Records supplied:
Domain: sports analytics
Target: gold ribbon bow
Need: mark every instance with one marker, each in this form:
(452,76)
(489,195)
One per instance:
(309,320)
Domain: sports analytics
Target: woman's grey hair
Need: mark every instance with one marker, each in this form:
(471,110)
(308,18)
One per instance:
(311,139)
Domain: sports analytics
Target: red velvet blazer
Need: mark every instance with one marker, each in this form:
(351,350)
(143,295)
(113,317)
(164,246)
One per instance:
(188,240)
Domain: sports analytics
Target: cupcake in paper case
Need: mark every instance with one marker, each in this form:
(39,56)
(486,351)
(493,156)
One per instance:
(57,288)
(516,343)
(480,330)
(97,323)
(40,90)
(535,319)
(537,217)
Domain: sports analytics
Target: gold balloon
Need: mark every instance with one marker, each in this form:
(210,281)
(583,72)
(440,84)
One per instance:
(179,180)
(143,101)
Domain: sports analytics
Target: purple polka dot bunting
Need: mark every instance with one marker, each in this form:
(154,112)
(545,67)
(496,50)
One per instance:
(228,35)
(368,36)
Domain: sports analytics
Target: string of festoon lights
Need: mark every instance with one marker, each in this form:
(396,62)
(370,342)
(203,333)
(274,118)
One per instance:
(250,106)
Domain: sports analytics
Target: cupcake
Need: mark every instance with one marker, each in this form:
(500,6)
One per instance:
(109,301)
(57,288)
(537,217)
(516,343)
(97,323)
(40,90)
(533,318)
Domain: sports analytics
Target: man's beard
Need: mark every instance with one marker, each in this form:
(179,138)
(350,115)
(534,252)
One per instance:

What is expected: Return all of the data precisely as it appears.

Solution to this problem:
Domain: sports analytics
Target: gold ribbon bow
Need: mark every instance with one marker, each in this form:
(452,76)
(489,195)
One per instance:
(309,320)
Domain: sports analytics
Target: woman's grey hair
Need: mark every instance with one marker, each in this form:
(471,110)
(308,18)
One per instance:
(311,139)
Domain: sports analytics
Target: red velvet blazer
Need: mark every instance with one marker, each in this form:
(351,350)
(143,295)
(113,317)
(164,246)
One per instance:
(188,240)
Domain: sports analytics
Target: cupcake in paper case
Need: mark every instance with one marker, each in this form:
(39,56)
(486,351)
(493,156)
One per instance:
(57,288)
(516,343)
(480,330)
(97,323)
(40,90)
(535,319)
(537,217)
Domain: sports analytics
Target: gold balloon
Need: mark every instance with one marker, each in this form:
(210,281)
(583,72)
(440,84)
One per instance:
(179,180)
(143,101)
Domain: sports analytics
Target: purple polka dot bunting
Need: mark every instance with one marker, each in this form:
(154,112)
(545,67)
(496,50)
One per instance:
(228,35)
(368,36)
Domain: sports analytics
Target: string of festoon lights
Need: mark every instance with one marker, each in this form:
(396,62)
(370,342)
(203,333)
(274,118)
One per instance:
(250,106)
Domain: sports analytics
Target: cupcake
Need: mark every instance with one marker, each in this form:
(500,6)
One per instance:
(109,301)
(57,288)
(537,217)
(516,343)
(97,323)
(40,90)
(533,318)
Domain: sports analytics
Target: man's beard
Need: mark every instance with one marker, each in this form:
(179,138)
(350,115)
(534,252)
One per instance:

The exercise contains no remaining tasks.